WORK TO BE COMPLETED
Report all lines of the data below that hold the word "white".

[[ DATA IN THIS EXERCISE open ]]

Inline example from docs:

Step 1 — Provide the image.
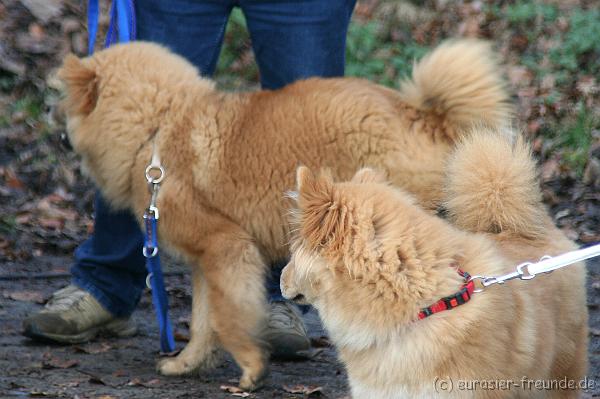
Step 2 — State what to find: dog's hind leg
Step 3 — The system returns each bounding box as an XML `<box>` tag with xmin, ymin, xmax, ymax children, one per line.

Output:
<box><xmin>200</xmin><ymin>229</ymin><xmax>269</xmax><ymax>391</ymax></box>
<box><xmin>157</xmin><ymin>266</ymin><xmax>220</xmax><ymax>376</ymax></box>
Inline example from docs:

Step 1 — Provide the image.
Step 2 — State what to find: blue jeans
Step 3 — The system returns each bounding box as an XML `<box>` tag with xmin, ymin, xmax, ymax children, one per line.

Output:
<box><xmin>72</xmin><ymin>0</ymin><xmax>356</xmax><ymax>317</ymax></box>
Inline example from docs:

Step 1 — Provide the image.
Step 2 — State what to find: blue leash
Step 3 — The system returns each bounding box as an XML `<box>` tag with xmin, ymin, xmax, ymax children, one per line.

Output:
<box><xmin>87</xmin><ymin>0</ymin><xmax>136</xmax><ymax>54</ymax></box>
<box><xmin>87</xmin><ymin>0</ymin><xmax>175</xmax><ymax>353</ymax></box>
<box><xmin>143</xmin><ymin>210</ymin><xmax>176</xmax><ymax>353</ymax></box>
<box><xmin>142</xmin><ymin>161</ymin><xmax>176</xmax><ymax>354</ymax></box>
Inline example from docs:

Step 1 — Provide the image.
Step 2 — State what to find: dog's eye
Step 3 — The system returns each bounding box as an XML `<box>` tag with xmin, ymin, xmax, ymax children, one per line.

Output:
<box><xmin>60</xmin><ymin>132</ymin><xmax>73</xmax><ymax>151</ymax></box>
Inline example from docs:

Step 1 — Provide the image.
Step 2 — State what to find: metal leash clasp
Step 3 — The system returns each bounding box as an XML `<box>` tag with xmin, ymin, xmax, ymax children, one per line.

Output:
<box><xmin>142</xmin><ymin>150</ymin><xmax>164</xmax><ymax>262</ymax></box>
<box><xmin>468</xmin><ymin>261</ymin><xmax>538</xmax><ymax>293</ymax></box>
<box><xmin>144</xmin><ymin>163</ymin><xmax>164</xmax><ymax>220</ymax></box>
<box><xmin>468</xmin><ymin>244</ymin><xmax>600</xmax><ymax>293</ymax></box>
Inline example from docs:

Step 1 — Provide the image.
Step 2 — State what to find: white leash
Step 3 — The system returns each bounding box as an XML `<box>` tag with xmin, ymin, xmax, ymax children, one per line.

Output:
<box><xmin>469</xmin><ymin>243</ymin><xmax>600</xmax><ymax>293</ymax></box>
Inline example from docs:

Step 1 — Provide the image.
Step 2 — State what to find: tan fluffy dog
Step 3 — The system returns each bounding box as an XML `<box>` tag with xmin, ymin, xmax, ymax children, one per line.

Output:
<box><xmin>281</xmin><ymin>132</ymin><xmax>588</xmax><ymax>398</ymax></box>
<box><xmin>58</xmin><ymin>39</ymin><xmax>511</xmax><ymax>390</ymax></box>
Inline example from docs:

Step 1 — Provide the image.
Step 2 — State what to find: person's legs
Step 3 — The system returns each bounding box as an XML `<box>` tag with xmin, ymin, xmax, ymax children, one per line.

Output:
<box><xmin>241</xmin><ymin>0</ymin><xmax>356</xmax><ymax>89</ymax></box>
<box><xmin>240</xmin><ymin>0</ymin><xmax>356</xmax><ymax>357</ymax></box>
<box><xmin>23</xmin><ymin>0</ymin><xmax>234</xmax><ymax>343</ymax></box>
<box><xmin>71</xmin><ymin>193</ymin><xmax>147</xmax><ymax>317</ymax></box>
<box><xmin>241</xmin><ymin>0</ymin><xmax>356</xmax><ymax>301</ymax></box>
<box><xmin>136</xmin><ymin>0</ymin><xmax>234</xmax><ymax>76</ymax></box>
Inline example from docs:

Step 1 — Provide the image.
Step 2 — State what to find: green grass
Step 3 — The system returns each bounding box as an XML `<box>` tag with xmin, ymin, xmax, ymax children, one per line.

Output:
<box><xmin>504</xmin><ymin>1</ymin><xmax>557</xmax><ymax>24</ymax></box>
<box><xmin>0</xmin><ymin>114</ymin><xmax>10</xmax><ymax>128</ymax></box>
<box><xmin>345</xmin><ymin>21</ymin><xmax>429</xmax><ymax>87</ymax></box>
<box><xmin>0</xmin><ymin>215</ymin><xmax>17</xmax><ymax>236</ymax></box>
<box><xmin>12</xmin><ymin>95</ymin><xmax>43</xmax><ymax>121</ymax></box>
<box><xmin>550</xmin><ymin>9</ymin><xmax>600</xmax><ymax>77</ymax></box>
<box><xmin>214</xmin><ymin>8</ymin><xmax>257</xmax><ymax>89</ymax></box>
<box><xmin>555</xmin><ymin>105</ymin><xmax>597</xmax><ymax>175</ymax></box>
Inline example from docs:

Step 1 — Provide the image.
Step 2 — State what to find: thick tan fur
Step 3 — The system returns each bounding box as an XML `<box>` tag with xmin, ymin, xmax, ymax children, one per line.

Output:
<box><xmin>281</xmin><ymin>132</ymin><xmax>588</xmax><ymax>398</ymax></box>
<box><xmin>58</xmin><ymin>40</ymin><xmax>511</xmax><ymax>389</ymax></box>
<box><xmin>399</xmin><ymin>40</ymin><xmax>512</xmax><ymax>136</ymax></box>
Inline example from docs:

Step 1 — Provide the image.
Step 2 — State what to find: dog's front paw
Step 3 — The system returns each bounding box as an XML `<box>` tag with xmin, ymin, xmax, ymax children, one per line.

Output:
<box><xmin>238</xmin><ymin>364</ymin><xmax>268</xmax><ymax>392</ymax></box>
<box><xmin>156</xmin><ymin>349</ymin><xmax>222</xmax><ymax>376</ymax></box>
<box><xmin>156</xmin><ymin>357</ymin><xmax>199</xmax><ymax>376</ymax></box>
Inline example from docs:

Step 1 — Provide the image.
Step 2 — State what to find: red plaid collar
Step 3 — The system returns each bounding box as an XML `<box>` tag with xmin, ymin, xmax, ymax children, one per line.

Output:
<box><xmin>418</xmin><ymin>268</ymin><xmax>475</xmax><ymax>320</ymax></box>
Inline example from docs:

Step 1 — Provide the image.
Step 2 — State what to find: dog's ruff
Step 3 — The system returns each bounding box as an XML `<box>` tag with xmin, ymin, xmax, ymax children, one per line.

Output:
<box><xmin>282</xmin><ymin>130</ymin><xmax>588</xmax><ymax>399</ymax></box>
<box><xmin>58</xmin><ymin>39</ymin><xmax>511</xmax><ymax>389</ymax></box>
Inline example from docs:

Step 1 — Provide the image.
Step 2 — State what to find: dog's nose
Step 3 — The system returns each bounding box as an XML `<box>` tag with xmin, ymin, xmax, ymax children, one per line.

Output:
<box><xmin>291</xmin><ymin>294</ymin><xmax>307</xmax><ymax>305</ymax></box>
<box><xmin>59</xmin><ymin>132</ymin><xmax>73</xmax><ymax>151</ymax></box>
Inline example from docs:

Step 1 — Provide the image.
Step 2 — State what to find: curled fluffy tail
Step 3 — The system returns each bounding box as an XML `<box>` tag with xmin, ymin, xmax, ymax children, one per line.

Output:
<box><xmin>399</xmin><ymin>39</ymin><xmax>513</xmax><ymax>134</ymax></box>
<box><xmin>443</xmin><ymin>129</ymin><xmax>547</xmax><ymax>238</ymax></box>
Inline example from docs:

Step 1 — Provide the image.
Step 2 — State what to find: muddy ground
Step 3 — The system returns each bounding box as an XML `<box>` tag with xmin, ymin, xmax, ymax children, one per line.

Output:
<box><xmin>0</xmin><ymin>254</ymin><xmax>599</xmax><ymax>398</ymax></box>
<box><xmin>0</xmin><ymin>255</ymin><xmax>349</xmax><ymax>399</ymax></box>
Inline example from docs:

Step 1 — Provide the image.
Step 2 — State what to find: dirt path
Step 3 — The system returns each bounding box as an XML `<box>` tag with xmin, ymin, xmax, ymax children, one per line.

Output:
<box><xmin>0</xmin><ymin>256</ymin><xmax>349</xmax><ymax>399</ymax></box>
<box><xmin>1</xmin><ymin>254</ymin><xmax>599</xmax><ymax>398</ymax></box>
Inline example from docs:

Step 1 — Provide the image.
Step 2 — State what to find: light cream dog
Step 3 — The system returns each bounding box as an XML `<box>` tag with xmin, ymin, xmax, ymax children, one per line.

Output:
<box><xmin>281</xmin><ymin>132</ymin><xmax>588</xmax><ymax>398</ymax></box>
<box><xmin>58</xmin><ymin>39</ymin><xmax>511</xmax><ymax>390</ymax></box>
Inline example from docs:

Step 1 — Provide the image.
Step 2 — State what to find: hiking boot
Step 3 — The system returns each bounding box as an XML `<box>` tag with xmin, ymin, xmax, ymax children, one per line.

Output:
<box><xmin>264</xmin><ymin>301</ymin><xmax>311</xmax><ymax>359</ymax></box>
<box><xmin>22</xmin><ymin>285</ymin><xmax>137</xmax><ymax>344</ymax></box>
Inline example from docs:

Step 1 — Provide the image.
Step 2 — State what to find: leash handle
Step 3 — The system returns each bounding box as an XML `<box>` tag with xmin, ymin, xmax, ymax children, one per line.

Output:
<box><xmin>470</xmin><ymin>243</ymin><xmax>600</xmax><ymax>292</ymax></box>
<box><xmin>87</xmin><ymin>0</ymin><xmax>136</xmax><ymax>54</ymax></box>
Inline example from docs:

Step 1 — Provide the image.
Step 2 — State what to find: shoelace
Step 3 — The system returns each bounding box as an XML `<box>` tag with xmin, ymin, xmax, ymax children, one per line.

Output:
<box><xmin>268</xmin><ymin>303</ymin><xmax>306</xmax><ymax>334</ymax></box>
<box><xmin>44</xmin><ymin>286</ymin><xmax>87</xmax><ymax>312</ymax></box>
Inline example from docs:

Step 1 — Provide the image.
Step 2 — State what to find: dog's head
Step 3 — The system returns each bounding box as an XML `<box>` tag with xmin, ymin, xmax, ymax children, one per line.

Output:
<box><xmin>281</xmin><ymin>166</ymin><xmax>384</xmax><ymax>301</ymax></box>
<box><xmin>56</xmin><ymin>42</ymin><xmax>215</xmax><ymax>208</ymax></box>
<box><xmin>282</xmin><ymin>167</ymin><xmax>466</xmax><ymax>344</ymax></box>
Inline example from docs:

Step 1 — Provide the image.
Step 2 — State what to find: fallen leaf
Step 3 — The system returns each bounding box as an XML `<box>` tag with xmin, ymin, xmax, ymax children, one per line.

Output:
<box><xmin>282</xmin><ymin>385</ymin><xmax>324</xmax><ymax>395</ymax></box>
<box><xmin>39</xmin><ymin>217</ymin><xmax>64</xmax><ymax>230</ymax></box>
<box><xmin>220</xmin><ymin>385</ymin><xmax>251</xmax><ymax>397</ymax></box>
<box><xmin>28</xmin><ymin>23</ymin><xmax>45</xmax><ymax>40</ymax></box>
<box><xmin>127</xmin><ymin>378</ymin><xmax>161</xmax><ymax>387</ymax></box>
<box><xmin>73</xmin><ymin>342</ymin><xmax>112</xmax><ymax>354</ymax></box>
<box><xmin>5</xmin><ymin>168</ymin><xmax>24</xmax><ymax>190</ymax></box>
<box><xmin>42</xmin><ymin>357</ymin><xmax>78</xmax><ymax>369</ymax></box>
<box><xmin>3</xmin><ymin>290</ymin><xmax>46</xmax><ymax>304</ymax></box>
<box><xmin>126</xmin><ymin>378</ymin><xmax>143</xmax><ymax>386</ymax></box>
<box><xmin>541</xmin><ymin>158</ymin><xmax>560</xmax><ymax>182</ymax></box>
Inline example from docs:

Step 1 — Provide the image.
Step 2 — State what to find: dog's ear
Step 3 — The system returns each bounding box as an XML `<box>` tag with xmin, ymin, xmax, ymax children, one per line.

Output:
<box><xmin>351</xmin><ymin>168</ymin><xmax>387</xmax><ymax>184</ymax></box>
<box><xmin>296</xmin><ymin>166</ymin><xmax>331</xmax><ymax>196</ymax></box>
<box><xmin>295</xmin><ymin>166</ymin><xmax>346</xmax><ymax>250</ymax></box>
<box><xmin>57</xmin><ymin>54</ymin><xmax>98</xmax><ymax>116</ymax></box>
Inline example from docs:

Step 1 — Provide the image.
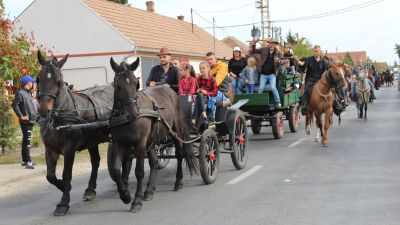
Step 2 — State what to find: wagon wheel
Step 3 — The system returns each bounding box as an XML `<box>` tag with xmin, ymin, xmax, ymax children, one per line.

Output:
<box><xmin>272</xmin><ymin>111</ymin><xmax>285</xmax><ymax>139</ymax></box>
<box><xmin>157</xmin><ymin>146</ymin><xmax>172</xmax><ymax>169</ymax></box>
<box><xmin>199</xmin><ymin>129</ymin><xmax>219</xmax><ymax>184</ymax></box>
<box><xmin>250</xmin><ymin>117</ymin><xmax>262</xmax><ymax>134</ymax></box>
<box><xmin>288</xmin><ymin>105</ymin><xmax>299</xmax><ymax>133</ymax></box>
<box><xmin>230</xmin><ymin>112</ymin><xmax>248</xmax><ymax>170</ymax></box>
<box><xmin>107</xmin><ymin>143</ymin><xmax>118</xmax><ymax>182</ymax></box>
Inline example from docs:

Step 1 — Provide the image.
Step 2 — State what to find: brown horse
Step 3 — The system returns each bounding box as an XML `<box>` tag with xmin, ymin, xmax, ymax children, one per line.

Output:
<box><xmin>305</xmin><ymin>63</ymin><xmax>347</xmax><ymax>147</ymax></box>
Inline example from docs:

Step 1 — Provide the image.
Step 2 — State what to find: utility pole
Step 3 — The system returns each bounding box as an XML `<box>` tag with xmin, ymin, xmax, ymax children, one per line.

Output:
<box><xmin>213</xmin><ymin>18</ymin><xmax>216</xmax><ymax>54</ymax></box>
<box><xmin>256</xmin><ymin>0</ymin><xmax>271</xmax><ymax>40</ymax></box>
<box><xmin>190</xmin><ymin>8</ymin><xmax>194</xmax><ymax>33</ymax></box>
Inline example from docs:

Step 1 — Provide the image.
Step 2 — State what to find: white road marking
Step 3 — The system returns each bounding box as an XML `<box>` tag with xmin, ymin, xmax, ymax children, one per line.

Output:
<box><xmin>288</xmin><ymin>138</ymin><xmax>306</xmax><ymax>148</ymax></box>
<box><xmin>227</xmin><ymin>165</ymin><xmax>263</xmax><ymax>185</ymax></box>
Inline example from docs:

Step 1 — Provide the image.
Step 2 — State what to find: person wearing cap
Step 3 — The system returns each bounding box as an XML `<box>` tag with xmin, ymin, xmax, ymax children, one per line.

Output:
<box><xmin>146</xmin><ymin>47</ymin><xmax>179</xmax><ymax>92</ymax></box>
<box><xmin>250</xmin><ymin>38</ymin><xmax>282</xmax><ymax>108</ymax></box>
<box><xmin>228</xmin><ymin>47</ymin><xmax>246</xmax><ymax>94</ymax></box>
<box><xmin>12</xmin><ymin>75</ymin><xmax>37</xmax><ymax>169</ymax></box>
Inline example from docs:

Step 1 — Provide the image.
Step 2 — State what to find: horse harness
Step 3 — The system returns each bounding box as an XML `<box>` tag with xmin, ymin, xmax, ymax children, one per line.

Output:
<box><xmin>314</xmin><ymin>69</ymin><xmax>344</xmax><ymax>103</ymax></box>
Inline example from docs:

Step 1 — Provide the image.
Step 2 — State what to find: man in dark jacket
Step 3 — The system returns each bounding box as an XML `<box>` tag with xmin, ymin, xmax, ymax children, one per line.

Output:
<box><xmin>12</xmin><ymin>75</ymin><xmax>37</xmax><ymax>169</ymax></box>
<box><xmin>146</xmin><ymin>47</ymin><xmax>179</xmax><ymax>92</ymax></box>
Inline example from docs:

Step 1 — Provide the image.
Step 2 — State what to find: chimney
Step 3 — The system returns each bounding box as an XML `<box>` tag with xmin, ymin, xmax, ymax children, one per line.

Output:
<box><xmin>177</xmin><ymin>15</ymin><xmax>184</xmax><ymax>21</ymax></box>
<box><xmin>146</xmin><ymin>1</ymin><xmax>155</xmax><ymax>13</ymax></box>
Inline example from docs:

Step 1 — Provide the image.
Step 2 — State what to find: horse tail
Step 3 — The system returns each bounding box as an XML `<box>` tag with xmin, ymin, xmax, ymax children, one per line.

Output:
<box><xmin>176</xmin><ymin>99</ymin><xmax>198</xmax><ymax>176</ymax></box>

[[ DATA IN THIS EXERCISE closed ]]

OUTPUT BELOW
Step 2 — State what to find: white leash
Step 2 — State what to find: white road marking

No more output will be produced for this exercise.